### TASK DATA

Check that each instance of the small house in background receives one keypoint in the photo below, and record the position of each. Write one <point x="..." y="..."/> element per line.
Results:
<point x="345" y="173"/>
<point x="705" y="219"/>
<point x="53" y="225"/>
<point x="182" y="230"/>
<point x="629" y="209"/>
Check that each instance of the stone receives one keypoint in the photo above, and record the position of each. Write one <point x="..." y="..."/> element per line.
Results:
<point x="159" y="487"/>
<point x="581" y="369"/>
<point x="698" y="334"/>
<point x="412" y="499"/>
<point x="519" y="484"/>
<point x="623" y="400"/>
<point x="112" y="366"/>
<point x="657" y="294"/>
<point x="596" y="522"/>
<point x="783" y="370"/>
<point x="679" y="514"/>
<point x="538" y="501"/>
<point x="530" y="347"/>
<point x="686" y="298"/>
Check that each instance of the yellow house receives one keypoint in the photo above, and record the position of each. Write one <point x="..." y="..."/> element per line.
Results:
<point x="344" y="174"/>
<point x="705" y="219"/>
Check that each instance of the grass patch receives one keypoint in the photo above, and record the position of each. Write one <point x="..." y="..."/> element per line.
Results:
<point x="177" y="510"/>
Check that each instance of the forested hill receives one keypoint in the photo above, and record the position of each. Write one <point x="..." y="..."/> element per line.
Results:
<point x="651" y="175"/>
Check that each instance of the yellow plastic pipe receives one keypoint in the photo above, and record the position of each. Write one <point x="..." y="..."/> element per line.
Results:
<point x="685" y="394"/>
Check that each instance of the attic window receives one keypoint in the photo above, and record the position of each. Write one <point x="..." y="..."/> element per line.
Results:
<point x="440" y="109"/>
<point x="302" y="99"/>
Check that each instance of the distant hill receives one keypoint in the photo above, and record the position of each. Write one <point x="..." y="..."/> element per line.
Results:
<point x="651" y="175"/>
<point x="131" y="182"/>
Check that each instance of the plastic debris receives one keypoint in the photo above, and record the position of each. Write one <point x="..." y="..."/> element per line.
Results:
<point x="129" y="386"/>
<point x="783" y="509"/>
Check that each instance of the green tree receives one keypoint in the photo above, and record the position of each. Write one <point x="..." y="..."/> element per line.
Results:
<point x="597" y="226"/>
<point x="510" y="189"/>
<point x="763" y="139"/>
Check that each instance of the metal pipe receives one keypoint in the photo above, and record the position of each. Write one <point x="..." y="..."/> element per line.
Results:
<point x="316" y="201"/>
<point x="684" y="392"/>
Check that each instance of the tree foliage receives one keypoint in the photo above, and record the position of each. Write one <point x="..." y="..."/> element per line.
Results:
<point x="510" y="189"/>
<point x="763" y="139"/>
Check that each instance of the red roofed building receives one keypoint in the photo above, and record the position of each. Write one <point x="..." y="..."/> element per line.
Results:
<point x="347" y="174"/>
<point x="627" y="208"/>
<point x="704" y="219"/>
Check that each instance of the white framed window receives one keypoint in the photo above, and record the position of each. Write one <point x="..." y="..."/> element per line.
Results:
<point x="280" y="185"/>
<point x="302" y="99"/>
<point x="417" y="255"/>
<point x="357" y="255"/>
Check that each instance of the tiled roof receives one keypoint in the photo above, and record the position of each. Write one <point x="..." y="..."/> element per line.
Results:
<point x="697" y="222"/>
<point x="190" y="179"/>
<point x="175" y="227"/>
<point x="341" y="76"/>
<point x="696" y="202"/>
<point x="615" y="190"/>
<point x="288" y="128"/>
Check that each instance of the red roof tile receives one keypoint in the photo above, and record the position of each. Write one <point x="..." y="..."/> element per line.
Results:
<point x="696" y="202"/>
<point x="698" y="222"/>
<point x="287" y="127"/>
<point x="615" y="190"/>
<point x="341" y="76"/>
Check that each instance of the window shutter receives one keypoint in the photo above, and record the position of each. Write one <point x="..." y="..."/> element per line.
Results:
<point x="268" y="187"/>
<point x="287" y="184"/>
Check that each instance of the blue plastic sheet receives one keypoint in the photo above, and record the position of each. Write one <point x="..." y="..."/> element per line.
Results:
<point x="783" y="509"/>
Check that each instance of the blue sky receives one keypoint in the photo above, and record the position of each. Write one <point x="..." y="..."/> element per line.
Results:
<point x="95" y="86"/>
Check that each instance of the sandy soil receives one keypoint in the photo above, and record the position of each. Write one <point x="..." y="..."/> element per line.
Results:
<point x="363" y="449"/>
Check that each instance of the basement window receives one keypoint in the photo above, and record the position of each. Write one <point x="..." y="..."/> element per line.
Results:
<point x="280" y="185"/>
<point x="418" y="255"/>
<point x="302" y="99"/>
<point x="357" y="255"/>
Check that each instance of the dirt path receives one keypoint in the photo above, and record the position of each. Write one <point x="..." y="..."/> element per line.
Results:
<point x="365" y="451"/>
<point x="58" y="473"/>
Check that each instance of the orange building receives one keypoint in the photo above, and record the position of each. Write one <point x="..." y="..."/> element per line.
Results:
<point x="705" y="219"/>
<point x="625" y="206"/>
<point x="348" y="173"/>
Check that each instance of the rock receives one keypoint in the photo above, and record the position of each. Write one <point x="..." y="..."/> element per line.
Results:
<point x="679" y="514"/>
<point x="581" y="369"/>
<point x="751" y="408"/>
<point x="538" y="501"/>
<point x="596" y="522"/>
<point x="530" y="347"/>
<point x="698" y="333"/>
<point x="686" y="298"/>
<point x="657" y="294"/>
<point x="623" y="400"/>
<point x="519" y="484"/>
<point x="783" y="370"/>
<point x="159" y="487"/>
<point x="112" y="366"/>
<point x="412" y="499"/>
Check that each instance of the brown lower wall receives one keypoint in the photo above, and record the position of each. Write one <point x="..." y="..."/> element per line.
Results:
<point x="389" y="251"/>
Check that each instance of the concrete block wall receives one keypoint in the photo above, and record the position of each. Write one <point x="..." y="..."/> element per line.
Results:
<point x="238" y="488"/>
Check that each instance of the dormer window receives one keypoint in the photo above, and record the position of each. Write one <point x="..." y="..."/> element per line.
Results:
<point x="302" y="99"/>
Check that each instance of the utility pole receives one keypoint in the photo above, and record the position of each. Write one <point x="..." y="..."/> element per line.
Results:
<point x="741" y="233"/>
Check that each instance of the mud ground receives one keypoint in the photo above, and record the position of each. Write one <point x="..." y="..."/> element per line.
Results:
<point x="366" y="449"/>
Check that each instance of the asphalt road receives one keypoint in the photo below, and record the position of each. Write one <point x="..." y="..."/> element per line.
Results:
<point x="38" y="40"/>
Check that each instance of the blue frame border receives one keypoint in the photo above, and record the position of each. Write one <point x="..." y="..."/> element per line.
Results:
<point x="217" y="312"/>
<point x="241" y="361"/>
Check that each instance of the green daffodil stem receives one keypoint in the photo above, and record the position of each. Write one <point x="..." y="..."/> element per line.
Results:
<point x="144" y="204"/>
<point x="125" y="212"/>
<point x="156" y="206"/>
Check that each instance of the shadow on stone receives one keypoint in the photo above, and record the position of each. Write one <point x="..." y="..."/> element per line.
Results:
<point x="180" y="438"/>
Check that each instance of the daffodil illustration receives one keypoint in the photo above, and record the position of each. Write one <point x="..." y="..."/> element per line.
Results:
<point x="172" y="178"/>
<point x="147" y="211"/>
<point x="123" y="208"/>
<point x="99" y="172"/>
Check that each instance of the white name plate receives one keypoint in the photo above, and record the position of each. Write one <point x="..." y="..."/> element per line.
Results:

######

TASK GOAL ▸ Write out the items word for word, starting at the line that contains "Check that each instance of the asphalt" and continuing through the final line of the items above.

WRITTEN SOLUTION ▸
Check that each instance of the asphalt road receives one keypoint in the photo below, and record the position of each. Write one <point x="..." y="..."/> element per line.
Results:
<point x="38" y="40"/>
Check that each instance of the blue frame border receives one keypoint in the photo above, and record the position of each. Write one <point x="..." y="..."/> element per line.
Results:
<point x="217" y="312"/>
<point x="241" y="361"/>
Check that each instance of the green daffodil stem receives one keypoint in the photo above, and record the position of each. Write one <point x="..." y="..."/> element per line.
Results:
<point x="144" y="204"/>
<point x="125" y="212"/>
<point x="156" y="206"/>
Check that each instance of the shadow on stone receives one keypoint in the photo above, and record the position of each. Write one <point x="..." y="..."/> element per line.
Results:
<point x="180" y="438"/>
Check that each instance of the daffodil illustration receives one keypoint in the photo above, and record the position of each. Write one <point x="..." y="..."/> element per line.
Results:
<point x="172" y="178"/>
<point x="147" y="211"/>
<point x="123" y="208"/>
<point x="99" y="172"/>
Check that each instance of the white name plate receives one keypoint in the photo above, and record the position of each. Write one <point x="..." y="..."/> element per line.
Results:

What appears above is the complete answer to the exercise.